**EXERCISES**
1. Retype the stretch from "Could lab-grown human" through "nature of humanity." in the article on lab-grown minibrains below, keeping every word and punctuation mark unchanged.
2. According to the article on lab-grown minibrains below, what is the formal name for these minibrains?

**EXCERPT PROVIDED**
_ _ _ _
Could lab-grown human minibrains help treat Alzheimer’s and epilepsy?
This year, as the worlds of science, technology and literature marked the bicentenary of Mary Shelley’s Frankenstein, in some laboratories human cells were being coaxed into a tiny version of the organ that most defines us. Depending on where you sit, these “minibrains” – formally known as cerebral organoids – could rival Shelley’s creation on the monstrosity scale, raising deep moral questions about consciousness and the nature of humanity.
But they also promise hope of a cure for illnesses ranging from childhood epilepsy to Alzheimer’s disease and brain cancer.
I’ve come to Melbourne’s Florey Institute of Neuroscience and Mental Health to hunt a minibrain down. I’m expecting to find it in a dish, on a bench or perhaps in a fridge. As it happens, the first one we stumble upon is in the bin. A special bin for biowaste, of course. The neural tissue has died after serving its purpose and is now merely a smudge of pink on a plastic slide. Still, it seems inconceivable that this miracle of science could qualify as rubbish.
The contrast becomes more extreme when I sit down to chat with Florey Institute director Professor Steven Petrou. He is leading research that creates organoids to mimic the behaviour of the brains of children with rare, debilitating forms of epilepsy.
“Some of these kids can’t speak, are not mobile, they sit in a cot, they have 20 seizures a day and they die when they’re 12. So, absolutely devastating neuro-developmental disorders,” he says.
The researchers take skin cells from the children, turn them into pluripotent stem cells that can form almost any tissue in the body, then direct them to become neurons. Through a microscope you can clearly see the slender bodies of those brain cells afloat in a watery matrix. Hook them up to electrodes and you get something mind-bending. These guys are talking to each other – the computer shows spikes of electrical activity as the neurons fire.
_ _ _ _
**ENTRIES SUPPLIED**
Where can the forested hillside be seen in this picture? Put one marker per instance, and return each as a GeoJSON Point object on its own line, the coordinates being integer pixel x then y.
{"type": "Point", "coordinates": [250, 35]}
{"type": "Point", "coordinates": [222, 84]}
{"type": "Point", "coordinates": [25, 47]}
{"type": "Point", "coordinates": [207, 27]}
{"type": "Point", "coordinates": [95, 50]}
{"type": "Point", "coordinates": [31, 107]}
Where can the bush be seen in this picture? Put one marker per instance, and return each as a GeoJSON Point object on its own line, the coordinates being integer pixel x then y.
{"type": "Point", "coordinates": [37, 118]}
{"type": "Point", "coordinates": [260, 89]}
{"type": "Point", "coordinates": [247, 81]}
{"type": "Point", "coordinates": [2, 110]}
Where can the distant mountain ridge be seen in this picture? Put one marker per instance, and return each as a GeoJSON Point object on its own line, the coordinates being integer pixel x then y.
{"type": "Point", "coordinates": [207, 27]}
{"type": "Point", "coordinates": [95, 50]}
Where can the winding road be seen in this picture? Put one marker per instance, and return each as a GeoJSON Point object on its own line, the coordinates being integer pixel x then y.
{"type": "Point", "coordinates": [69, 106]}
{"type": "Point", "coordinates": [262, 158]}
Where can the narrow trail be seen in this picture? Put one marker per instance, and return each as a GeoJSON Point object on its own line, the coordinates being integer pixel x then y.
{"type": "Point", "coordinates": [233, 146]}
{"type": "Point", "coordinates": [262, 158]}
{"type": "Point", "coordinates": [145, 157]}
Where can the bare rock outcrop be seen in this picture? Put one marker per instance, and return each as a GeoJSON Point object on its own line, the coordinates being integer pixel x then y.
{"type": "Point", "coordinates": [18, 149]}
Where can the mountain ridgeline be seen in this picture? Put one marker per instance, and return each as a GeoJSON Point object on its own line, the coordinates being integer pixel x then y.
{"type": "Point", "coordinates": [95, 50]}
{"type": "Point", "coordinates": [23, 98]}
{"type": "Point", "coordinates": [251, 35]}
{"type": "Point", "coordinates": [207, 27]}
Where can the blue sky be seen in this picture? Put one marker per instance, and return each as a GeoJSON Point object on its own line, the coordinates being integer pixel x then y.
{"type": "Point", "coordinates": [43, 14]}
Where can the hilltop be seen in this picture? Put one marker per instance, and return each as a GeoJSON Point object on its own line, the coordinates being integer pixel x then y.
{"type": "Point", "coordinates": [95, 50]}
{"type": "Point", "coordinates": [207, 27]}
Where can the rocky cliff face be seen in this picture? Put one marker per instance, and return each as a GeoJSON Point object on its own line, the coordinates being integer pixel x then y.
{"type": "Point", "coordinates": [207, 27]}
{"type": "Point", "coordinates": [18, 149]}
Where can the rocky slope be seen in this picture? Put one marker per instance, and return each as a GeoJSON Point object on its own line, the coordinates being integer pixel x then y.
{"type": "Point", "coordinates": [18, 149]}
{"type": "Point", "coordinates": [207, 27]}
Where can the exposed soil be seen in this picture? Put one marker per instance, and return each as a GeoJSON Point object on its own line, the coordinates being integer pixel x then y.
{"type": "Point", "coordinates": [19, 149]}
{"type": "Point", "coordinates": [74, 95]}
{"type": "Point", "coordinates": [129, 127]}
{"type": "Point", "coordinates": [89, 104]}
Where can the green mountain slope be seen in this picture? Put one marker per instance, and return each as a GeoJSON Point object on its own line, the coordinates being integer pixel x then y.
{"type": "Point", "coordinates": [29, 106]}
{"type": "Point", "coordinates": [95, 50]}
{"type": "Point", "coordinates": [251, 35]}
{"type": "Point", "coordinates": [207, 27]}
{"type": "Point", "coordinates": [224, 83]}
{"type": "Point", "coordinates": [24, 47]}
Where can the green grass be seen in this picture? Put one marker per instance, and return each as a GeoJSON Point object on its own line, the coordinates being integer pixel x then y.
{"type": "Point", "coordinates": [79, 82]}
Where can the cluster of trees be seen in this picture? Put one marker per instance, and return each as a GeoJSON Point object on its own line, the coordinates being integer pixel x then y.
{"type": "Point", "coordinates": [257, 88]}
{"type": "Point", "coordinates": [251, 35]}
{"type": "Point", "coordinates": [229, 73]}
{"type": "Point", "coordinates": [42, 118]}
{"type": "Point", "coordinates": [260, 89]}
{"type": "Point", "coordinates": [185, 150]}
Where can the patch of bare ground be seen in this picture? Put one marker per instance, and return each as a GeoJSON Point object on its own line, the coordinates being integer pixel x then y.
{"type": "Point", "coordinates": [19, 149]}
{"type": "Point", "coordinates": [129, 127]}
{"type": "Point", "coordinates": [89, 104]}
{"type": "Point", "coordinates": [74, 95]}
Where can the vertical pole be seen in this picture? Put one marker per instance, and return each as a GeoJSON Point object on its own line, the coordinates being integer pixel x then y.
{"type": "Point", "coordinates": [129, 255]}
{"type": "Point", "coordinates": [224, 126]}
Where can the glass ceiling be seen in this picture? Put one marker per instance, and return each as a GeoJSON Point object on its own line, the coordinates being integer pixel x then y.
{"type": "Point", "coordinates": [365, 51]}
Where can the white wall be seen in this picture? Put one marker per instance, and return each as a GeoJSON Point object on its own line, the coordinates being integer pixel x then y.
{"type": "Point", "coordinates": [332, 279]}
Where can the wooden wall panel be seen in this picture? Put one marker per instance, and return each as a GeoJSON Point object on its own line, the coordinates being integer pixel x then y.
_ _ _ _
**ANSWERS IN ORDER**
1.
Could lab-grown human minibrains help treat Alzheimer’s and epilepsy?
This year, as the worlds of science, technology and literature marked the bicentenary of Mary Shelley’s Frankenstein, in some laboratories human cells were being coaxed into a tiny version of the organ that most defines us. Depending on where you sit, these “minibrains” – formally known as cerebral organoids – could rival Shelley’s creation on the monstrosity scale, raising deep moral questions about consciousness and the nature of humanity.

2. Cerebral organoids.